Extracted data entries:
● ● ● ● ● ● ●

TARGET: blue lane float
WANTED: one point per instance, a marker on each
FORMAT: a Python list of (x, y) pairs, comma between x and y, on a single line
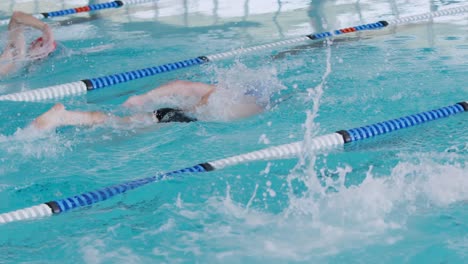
[(317, 144), (82, 9), (83, 86)]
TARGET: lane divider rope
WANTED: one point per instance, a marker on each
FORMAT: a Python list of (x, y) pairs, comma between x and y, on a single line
[(83, 86), (82, 9), (320, 143)]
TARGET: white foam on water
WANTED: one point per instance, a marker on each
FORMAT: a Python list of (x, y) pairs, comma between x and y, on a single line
[(233, 84)]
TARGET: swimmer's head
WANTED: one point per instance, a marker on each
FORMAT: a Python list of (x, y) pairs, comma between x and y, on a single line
[(166, 115), (40, 49)]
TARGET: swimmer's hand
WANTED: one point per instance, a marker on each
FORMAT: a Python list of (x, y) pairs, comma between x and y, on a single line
[(135, 101)]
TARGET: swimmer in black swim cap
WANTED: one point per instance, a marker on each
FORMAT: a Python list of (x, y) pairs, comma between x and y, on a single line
[(245, 106), (16, 49)]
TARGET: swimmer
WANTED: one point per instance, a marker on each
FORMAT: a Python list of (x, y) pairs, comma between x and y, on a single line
[(16, 49), (250, 103)]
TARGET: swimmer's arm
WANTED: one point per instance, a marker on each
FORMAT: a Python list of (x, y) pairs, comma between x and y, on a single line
[(176, 88)]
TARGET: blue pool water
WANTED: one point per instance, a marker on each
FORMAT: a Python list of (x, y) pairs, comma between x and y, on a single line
[(397, 198)]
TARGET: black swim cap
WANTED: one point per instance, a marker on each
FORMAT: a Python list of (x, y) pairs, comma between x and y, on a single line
[(165, 115)]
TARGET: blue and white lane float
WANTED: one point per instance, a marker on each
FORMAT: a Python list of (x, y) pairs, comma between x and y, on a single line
[(83, 86), (82, 9), (317, 144)]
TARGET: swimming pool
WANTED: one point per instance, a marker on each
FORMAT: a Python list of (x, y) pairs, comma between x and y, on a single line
[(399, 197)]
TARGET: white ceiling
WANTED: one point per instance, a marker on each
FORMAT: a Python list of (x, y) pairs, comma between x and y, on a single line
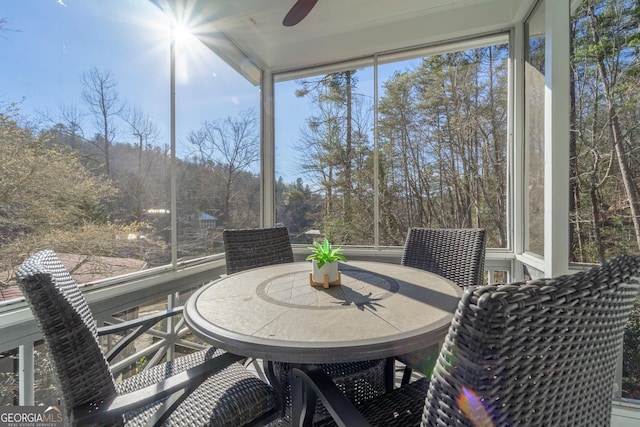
[(337, 30)]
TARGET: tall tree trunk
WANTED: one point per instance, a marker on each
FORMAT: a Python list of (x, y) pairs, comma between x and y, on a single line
[(627, 180), (575, 234)]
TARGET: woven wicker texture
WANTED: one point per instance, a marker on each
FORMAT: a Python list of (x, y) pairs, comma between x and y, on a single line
[(541, 353), (359, 381), (231, 397), (251, 248), (68, 328), (258, 247), (455, 253), (538, 354)]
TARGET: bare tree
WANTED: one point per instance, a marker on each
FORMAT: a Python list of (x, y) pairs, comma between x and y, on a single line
[(145, 130), (101, 97), (233, 143)]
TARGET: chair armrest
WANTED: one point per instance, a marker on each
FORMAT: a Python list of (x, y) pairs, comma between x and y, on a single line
[(184, 382), (316, 383), (138, 326)]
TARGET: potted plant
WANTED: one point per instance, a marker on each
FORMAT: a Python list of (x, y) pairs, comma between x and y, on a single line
[(325, 263)]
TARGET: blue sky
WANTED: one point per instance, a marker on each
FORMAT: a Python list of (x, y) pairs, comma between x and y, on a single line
[(49, 44)]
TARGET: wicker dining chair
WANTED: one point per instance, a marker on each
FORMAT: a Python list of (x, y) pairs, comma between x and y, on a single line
[(456, 254), (250, 248), (540, 353), (256, 247), (208, 387)]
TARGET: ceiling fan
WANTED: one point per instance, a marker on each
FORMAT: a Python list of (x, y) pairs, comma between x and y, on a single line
[(298, 12)]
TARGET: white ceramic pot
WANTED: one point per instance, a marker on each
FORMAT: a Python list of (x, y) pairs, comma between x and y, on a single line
[(330, 268)]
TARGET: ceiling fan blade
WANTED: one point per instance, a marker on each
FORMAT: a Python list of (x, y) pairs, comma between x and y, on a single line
[(298, 12)]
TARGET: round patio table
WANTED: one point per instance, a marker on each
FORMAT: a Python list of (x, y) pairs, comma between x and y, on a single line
[(380, 310)]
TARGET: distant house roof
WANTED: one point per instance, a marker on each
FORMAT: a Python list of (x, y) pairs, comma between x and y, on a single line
[(205, 216)]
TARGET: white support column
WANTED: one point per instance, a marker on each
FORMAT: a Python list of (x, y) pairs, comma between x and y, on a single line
[(556, 134), (26, 375), (517, 179), (267, 151)]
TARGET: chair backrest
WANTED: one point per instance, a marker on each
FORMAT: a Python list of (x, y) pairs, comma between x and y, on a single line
[(68, 329), (454, 253), (537, 354), (256, 247)]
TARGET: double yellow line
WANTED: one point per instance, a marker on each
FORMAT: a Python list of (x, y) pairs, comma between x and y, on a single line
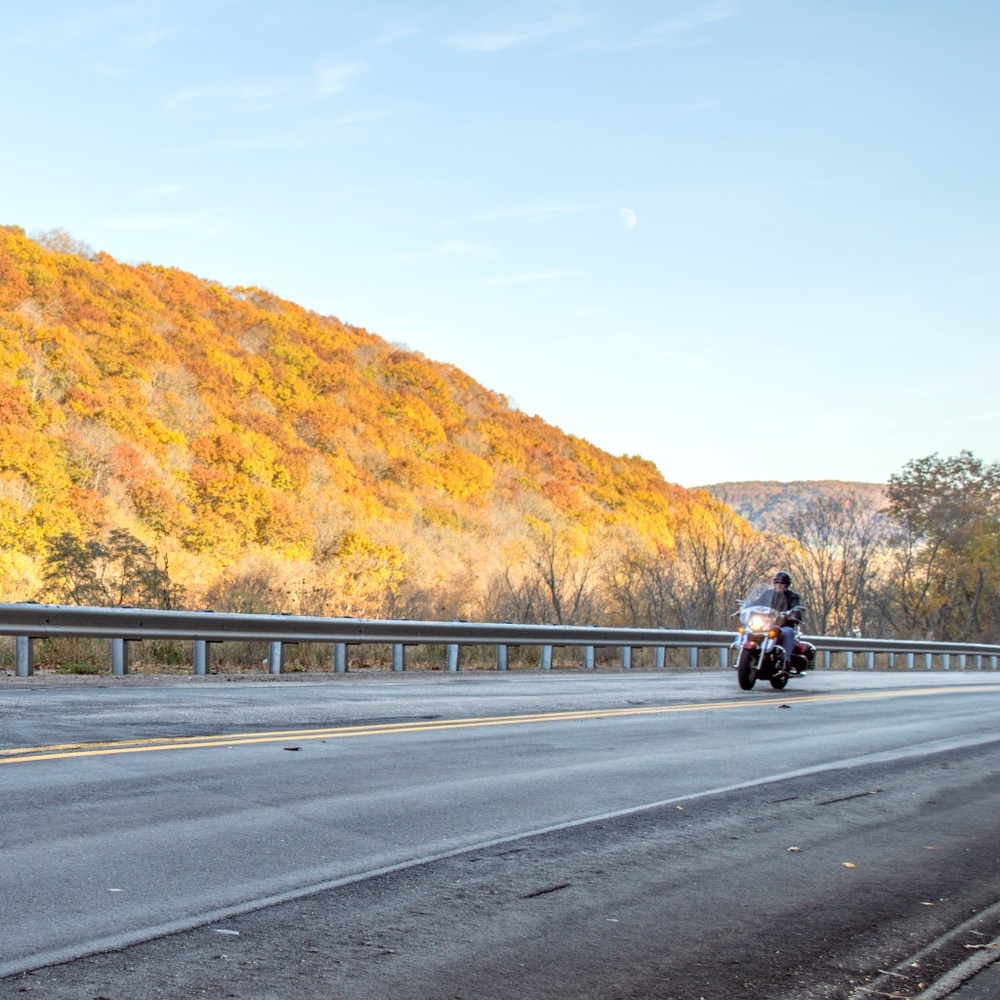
[(21, 755)]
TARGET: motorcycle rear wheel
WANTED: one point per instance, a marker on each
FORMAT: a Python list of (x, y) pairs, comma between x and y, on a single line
[(746, 669)]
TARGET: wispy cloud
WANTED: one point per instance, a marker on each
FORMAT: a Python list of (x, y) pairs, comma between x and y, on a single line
[(714, 12), (497, 40), (523, 212), (335, 76), (161, 190), (678, 31), (187, 221), (535, 277), (395, 31), (458, 249), (112, 38), (269, 93)]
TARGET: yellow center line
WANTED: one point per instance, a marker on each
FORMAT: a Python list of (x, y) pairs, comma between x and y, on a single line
[(70, 750)]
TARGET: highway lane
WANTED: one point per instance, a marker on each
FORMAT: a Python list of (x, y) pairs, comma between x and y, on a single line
[(103, 849)]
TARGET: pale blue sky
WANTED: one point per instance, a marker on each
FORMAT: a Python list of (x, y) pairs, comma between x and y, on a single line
[(652, 223)]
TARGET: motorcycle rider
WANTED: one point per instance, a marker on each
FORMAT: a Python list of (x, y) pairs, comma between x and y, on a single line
[(782, 598)]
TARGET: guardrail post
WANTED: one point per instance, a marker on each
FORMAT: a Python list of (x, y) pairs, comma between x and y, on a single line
[(275, 657), (201, 664), (119, 657), (340, 657), (24, 656)]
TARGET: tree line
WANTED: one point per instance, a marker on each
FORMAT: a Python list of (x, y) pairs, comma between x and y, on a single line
[(926, 565)]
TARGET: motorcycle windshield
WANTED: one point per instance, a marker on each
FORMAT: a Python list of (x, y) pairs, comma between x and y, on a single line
[(759, 597)]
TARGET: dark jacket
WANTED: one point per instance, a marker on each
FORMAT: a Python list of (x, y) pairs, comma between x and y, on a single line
[(780, 600)]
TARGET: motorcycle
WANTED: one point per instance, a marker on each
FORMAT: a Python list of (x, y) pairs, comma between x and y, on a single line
[(758, 643)]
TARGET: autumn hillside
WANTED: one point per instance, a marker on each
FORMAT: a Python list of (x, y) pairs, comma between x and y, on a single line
[(268, 458)]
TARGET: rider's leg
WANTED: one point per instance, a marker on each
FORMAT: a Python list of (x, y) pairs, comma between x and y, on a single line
[(788, 644)]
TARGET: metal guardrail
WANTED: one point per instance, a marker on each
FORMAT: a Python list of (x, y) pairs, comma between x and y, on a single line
[(121, 626)]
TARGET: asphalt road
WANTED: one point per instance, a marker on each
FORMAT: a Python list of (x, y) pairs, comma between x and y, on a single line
[(564, 835)]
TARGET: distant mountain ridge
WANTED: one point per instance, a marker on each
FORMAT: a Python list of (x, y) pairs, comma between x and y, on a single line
[(766, 505)]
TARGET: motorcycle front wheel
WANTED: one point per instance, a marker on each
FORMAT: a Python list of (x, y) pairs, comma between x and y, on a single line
[(746, 668)]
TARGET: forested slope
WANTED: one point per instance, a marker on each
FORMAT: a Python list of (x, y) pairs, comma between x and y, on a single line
[(268, 458)]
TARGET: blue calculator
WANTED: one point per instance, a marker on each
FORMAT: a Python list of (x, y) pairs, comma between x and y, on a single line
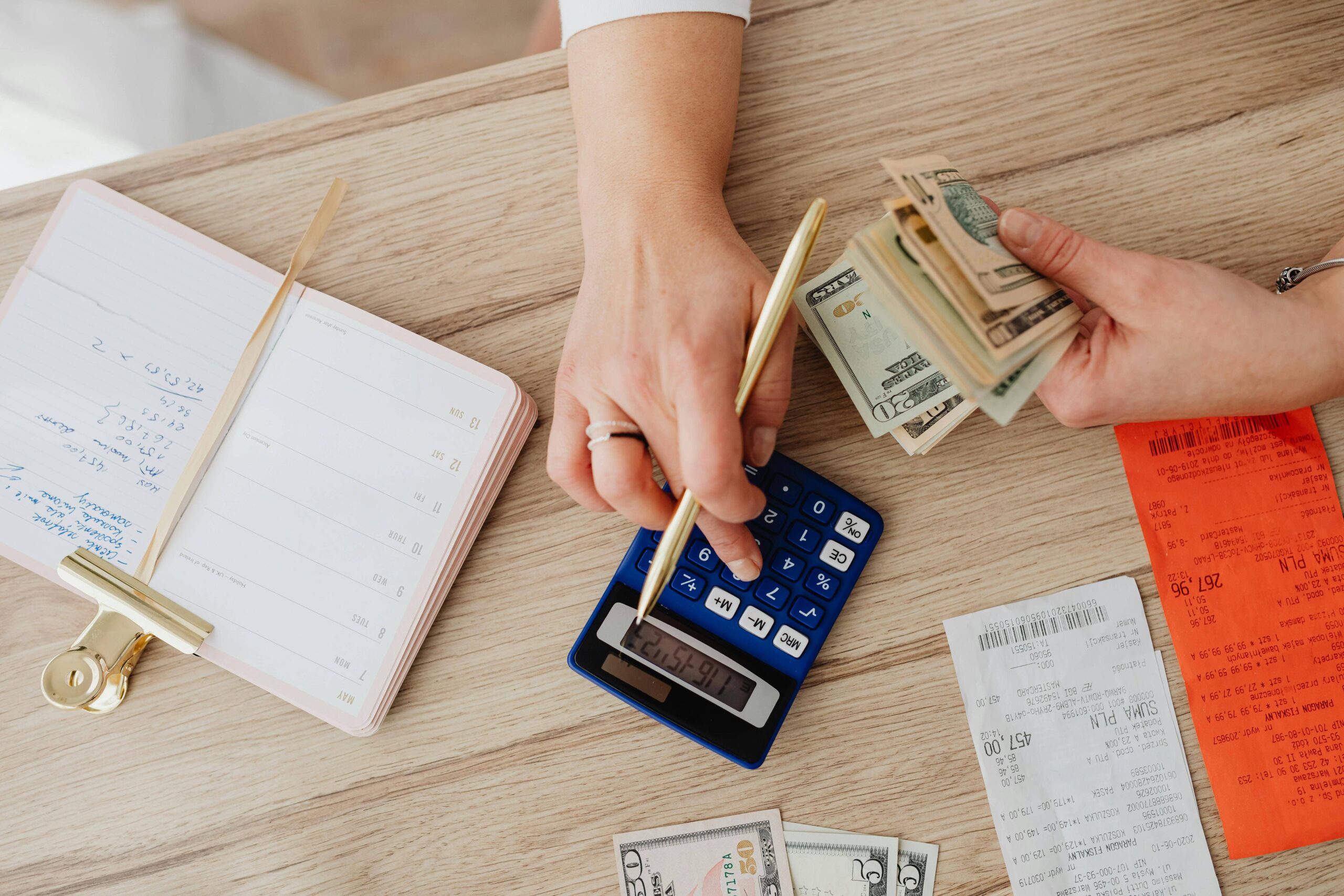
[(721, 660)]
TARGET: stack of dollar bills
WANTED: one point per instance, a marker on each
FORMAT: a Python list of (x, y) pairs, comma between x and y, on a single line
[(761, 853), (928, 316)]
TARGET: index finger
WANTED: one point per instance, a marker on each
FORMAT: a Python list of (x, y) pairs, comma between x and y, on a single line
[(710, 448)]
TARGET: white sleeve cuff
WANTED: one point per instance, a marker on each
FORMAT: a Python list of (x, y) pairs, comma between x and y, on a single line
[(577, 15)]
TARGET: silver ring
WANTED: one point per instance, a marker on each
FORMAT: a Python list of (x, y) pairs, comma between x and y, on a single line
[(606, 430), (608, 437), (1290, 277), (596, 429)]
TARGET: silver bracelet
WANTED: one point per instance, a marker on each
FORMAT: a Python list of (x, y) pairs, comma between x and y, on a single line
[(1294, 276)]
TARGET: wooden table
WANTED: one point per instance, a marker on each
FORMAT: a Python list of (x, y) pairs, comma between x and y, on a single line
[(1195, 129)]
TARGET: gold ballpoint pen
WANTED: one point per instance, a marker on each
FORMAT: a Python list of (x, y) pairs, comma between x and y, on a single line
[(759, 349)]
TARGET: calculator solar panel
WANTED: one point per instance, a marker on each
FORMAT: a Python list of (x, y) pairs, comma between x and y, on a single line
[(721, 660)]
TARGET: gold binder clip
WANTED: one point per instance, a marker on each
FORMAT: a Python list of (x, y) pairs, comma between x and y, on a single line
[(92, 675)]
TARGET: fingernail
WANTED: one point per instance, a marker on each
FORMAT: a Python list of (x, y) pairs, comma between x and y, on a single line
[(762, 445), (745, 568), (1021, 226)]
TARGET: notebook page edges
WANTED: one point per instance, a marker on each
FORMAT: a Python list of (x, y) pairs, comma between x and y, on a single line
[(116, 343), (316, 536)]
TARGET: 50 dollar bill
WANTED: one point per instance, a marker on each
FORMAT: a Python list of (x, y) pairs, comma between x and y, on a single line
[(733, 856)]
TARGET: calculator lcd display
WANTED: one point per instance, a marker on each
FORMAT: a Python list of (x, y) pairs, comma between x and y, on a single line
[(686, 664)]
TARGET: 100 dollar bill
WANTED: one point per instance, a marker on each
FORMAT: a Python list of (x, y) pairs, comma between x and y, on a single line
[(968, 229), (734, 856), (887, 379)]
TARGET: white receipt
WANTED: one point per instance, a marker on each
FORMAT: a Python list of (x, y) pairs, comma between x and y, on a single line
[(1079, 747)]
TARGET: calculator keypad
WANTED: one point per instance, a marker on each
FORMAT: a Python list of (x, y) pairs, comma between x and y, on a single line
[(836, 555), (784, 489), (822, 583), (819, 508), (803, 577), (704, 555), (792, 641), (757, 621), (726, 574), (805, 613), (771, 520), (853, 527), (771, 593), (722, 604), (786, 566), (804, 537), (687, 585)]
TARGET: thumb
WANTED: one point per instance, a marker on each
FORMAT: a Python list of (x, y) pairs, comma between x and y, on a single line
[(1077, 262)]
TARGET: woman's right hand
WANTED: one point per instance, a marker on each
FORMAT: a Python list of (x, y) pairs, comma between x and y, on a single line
[(670, 291), (659, 339)]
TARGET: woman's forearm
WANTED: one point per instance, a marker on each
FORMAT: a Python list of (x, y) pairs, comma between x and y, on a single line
[(655, 101)]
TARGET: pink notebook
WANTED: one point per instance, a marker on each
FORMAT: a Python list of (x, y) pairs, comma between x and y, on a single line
[(353, 480)]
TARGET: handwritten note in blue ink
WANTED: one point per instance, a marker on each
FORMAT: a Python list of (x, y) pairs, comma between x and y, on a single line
[(114, 345)]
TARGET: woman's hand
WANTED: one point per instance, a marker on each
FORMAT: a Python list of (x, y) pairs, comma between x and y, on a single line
[(670, 291), (1168, 339), (659, 338)]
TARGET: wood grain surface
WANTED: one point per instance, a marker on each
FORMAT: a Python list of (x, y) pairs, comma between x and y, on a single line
[(1190, 128)]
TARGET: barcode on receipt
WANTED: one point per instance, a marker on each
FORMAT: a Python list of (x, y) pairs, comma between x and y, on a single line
[(1033, 629)]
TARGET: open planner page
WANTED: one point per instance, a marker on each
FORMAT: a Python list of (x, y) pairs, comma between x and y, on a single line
[(320, 527), (116, 342)]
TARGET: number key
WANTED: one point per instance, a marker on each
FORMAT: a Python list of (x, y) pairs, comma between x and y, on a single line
[(771, 520), (772, 593), (804, 537), (788, 566), (819, 508), (702, 555)]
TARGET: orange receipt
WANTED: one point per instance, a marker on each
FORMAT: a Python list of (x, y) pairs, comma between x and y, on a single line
[(1244, 529)]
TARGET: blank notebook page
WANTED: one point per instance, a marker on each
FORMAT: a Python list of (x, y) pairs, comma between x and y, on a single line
[(114, 345), (319, 530)]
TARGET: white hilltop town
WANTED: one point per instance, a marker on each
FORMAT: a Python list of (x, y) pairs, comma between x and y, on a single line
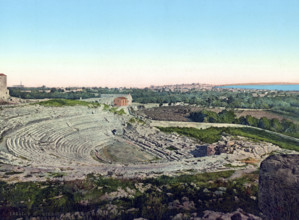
[(104, 154), (95, 138)]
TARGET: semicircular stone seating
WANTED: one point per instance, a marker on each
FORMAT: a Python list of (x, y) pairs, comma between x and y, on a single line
[(61, 136)]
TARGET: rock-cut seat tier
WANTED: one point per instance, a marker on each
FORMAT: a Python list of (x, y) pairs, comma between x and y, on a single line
[(62, 140)]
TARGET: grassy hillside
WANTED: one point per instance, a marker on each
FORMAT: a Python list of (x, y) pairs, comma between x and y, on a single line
[(212, 135), (66, 102)]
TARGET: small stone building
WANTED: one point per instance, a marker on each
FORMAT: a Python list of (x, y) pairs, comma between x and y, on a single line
[(121, 101), (4, 93)]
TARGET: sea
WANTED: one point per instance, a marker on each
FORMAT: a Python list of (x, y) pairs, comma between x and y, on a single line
[(283, 87)]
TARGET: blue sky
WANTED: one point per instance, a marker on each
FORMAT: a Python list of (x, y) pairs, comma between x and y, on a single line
[(145, 42)]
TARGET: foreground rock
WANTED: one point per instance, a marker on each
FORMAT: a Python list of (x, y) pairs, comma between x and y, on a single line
[(279, 187)]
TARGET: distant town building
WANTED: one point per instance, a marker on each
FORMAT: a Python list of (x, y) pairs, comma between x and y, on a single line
[(109, 98), (4, 93), (121, 101)]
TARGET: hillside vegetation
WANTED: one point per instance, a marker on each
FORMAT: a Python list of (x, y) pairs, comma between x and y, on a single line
[(212, 135)]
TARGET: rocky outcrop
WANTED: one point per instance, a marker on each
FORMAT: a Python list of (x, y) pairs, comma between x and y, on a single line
[(279, 187)]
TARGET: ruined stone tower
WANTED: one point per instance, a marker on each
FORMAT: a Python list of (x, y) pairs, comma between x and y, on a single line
[(4, 94)]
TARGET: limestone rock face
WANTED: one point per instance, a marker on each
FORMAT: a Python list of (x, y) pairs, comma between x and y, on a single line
[(279, 187)]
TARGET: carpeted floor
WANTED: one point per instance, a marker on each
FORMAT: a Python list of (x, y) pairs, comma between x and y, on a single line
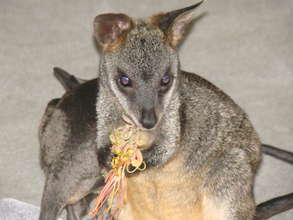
[(243, 46)]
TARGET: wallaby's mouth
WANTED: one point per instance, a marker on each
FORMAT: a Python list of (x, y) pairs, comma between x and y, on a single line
[(147, 124), (148, 118)]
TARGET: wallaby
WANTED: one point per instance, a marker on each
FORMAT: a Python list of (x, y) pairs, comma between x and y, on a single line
[(203, 151)]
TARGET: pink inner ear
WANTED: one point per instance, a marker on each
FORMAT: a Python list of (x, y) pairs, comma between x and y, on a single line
[(123, 25), (109, 27)]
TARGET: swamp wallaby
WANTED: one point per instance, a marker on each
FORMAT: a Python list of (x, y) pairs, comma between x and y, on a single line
[(202, 153)]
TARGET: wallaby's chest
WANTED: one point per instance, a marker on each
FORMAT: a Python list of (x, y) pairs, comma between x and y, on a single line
[(162, 193)]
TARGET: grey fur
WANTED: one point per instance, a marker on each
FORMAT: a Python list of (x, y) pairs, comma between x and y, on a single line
[(197, 123)]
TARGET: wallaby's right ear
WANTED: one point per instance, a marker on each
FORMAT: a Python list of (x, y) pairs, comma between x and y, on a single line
[(174, 23), (111, 29)]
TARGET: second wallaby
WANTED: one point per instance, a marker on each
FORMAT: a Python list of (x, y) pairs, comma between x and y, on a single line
[(202, 153)]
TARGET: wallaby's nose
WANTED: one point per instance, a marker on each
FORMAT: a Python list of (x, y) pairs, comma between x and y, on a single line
[(148, 118)]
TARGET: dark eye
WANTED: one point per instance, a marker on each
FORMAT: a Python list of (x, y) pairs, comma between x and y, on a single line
[(125, 81), (165, 79)]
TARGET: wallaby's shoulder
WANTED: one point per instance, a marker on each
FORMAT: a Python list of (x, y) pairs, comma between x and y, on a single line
[(197, 90)]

● ● ● ● ● ● ●

**What to produce**
Consider the entries above and return each line with the string "tree".

**Answer for the task**
TARGET: tall tree trunk
TARGET: bare tree
TARGET: tree line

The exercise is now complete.